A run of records
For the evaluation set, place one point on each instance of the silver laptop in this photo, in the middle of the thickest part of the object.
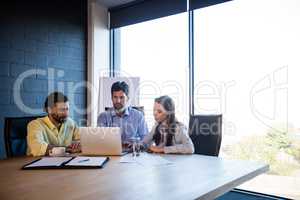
(100, 141)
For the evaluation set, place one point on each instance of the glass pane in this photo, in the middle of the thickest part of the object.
(247, 67)
(157, 52)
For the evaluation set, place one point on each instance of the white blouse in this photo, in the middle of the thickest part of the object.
(182, 143)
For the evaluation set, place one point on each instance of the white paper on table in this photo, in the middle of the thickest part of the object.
(128, 158)
(87, 161)
(49, 161)
(145, 159)
(152, 160)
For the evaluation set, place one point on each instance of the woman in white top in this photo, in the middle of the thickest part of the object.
(167, 135)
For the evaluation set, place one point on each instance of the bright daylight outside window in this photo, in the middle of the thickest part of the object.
(247, 68)
(157, 52)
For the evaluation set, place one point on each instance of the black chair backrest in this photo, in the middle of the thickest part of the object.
(206, 133)
(139, 108)
(15, 132)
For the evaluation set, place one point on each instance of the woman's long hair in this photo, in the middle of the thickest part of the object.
(169, 106)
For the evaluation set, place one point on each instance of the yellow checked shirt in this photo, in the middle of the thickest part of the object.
(42, 132)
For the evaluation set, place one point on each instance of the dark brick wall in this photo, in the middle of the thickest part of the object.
(42, 49)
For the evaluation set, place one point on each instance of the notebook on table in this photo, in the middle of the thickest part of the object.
(101, 141)
(77, 162)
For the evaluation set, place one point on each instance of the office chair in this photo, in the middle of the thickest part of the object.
(206, 133)
(139, 108)
(15, 133)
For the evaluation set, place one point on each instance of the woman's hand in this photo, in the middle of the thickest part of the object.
(75, 147)
(155, 149)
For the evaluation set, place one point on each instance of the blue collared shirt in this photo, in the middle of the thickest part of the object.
(132, 123)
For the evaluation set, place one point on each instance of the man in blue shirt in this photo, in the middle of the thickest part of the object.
(130, 120)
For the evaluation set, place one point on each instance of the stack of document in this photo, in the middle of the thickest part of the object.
(67, 162)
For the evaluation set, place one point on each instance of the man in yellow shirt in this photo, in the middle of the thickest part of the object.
(54, 130)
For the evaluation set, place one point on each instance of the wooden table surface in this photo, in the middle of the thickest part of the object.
(189, 177)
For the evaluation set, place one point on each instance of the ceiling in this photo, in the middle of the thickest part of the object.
(113, 3)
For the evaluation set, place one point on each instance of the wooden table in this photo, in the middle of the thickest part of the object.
(189, 177)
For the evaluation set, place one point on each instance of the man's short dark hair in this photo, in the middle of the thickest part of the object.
(53, 98)
(120, 86)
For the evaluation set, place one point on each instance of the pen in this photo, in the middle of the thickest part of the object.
(85, 160)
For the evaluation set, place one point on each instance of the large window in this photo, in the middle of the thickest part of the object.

▶ WHAT YOU SHOULD DO
Could you update all of the material above by putting "widest part" wherever "thickest part" appears, keeping everything else the same and omitting the pictures?

▶ EXPECTED ANSWER
For the evaluation set, place one point on each instance of the silver laptop in this photo, in the middle of the widest part of the object.
(100, 141)
For the evaluation set, place one point on each instance of the glass pane in this photo, in the middle of the widest part of the object.
(247, 67)
(157, 52)
For the evaluation set, place one point on each instance of the white blouse in this photo, in the middle of the widest part of the object.
(182, 143)
For the evaluation set, place one point on each instance of the white paper on table in this photo, in the middle of the widest part of the object.
(128, 158)
(87, 161)
(49, 161)
(145, 159)
(152, 160)
For the evaluation set, place one point on each instance of the woman in white top in this photo, in the middle of the widest part of the object.
(167, 135)
For the evaluation set, place one point on each instance of the bright daylight outside window in this photo, in the middle of the widest part of the object.
(247, 68)
(157, 52)
For the evaluation set, place one point on each instance of the black chair backrest in this photo, in the middle of the widest part of the object.
(206, 133)
(139, 108)
(15, 132)
For the evaluation set, place one point on each instance of the woman's long hair in this photo, in the middle of the widest part of the object.
(169, 106)
For the evaluation set, place one point on each instance of the yellow checked shirt in this photo, in the middle of the widest part of the object.
(42, 132)
For the evaluation set, place one point on each instance of the dark brick wall in this photo, in the middle of the widest part of the object.
(42, 49)
For the evaluation set, place one point on each instance of the notebook on table in this photo, in the middle of the widest part of the object.
(101, 141)
(77, 162)
For the evaluation set, place one point on each instance of the office chair in this photo, in the middle of the widest part of the object.
(206, 133)
(139, 108)
(15, 133)
For the evaluation set, place one point on each instance of the woman's hand in this photo, in the middle of the widest part of the object.
(75, 147)
(155, 149)
For the evaluation set, place one point on each instance of the blue collared shirt in this photo, in the middle of the widest part of the object.
(132, 123)
For the evaluation set, place one point on each instance of the man in blue shirt in this photo, in the middle of the widest part of the object.
(130, 120)
For the evaluation set, place one point on each instance of the stack of document in this photo, in the middle of the widest part of the object.
(67, 162)
For the evaluation set, place one point on each instance of the man in yellow shirt in this photo, in the middle of the widest part of the object.
(54, 130)
For the evaluation set, place one point on each instance of the wooden table surface in this photo, in the middle of the widest part of the object.
(189, 177)
For the evaluation set, place one point on each instance of the ceiling in this photo, in the middle of the widest part of the object.
(113, 3)
For the evaluation set, place one point on each instance of the wooden table in this photo, in the middle of the widest part of the object.
(189, 177)
For the evaluation set, place one point on each instance of the man's short dark hair in this photo, in the middle of the widest part of the object.
(53, 98)
(120, 86)
For the evaluation set, place one point on each instance of the pen in this photo, in the middle of the widest part of the object.
(85, 160)
For the evaluation set, place one point on each instance of the large window in this photo, in the middle of the widest part of the object.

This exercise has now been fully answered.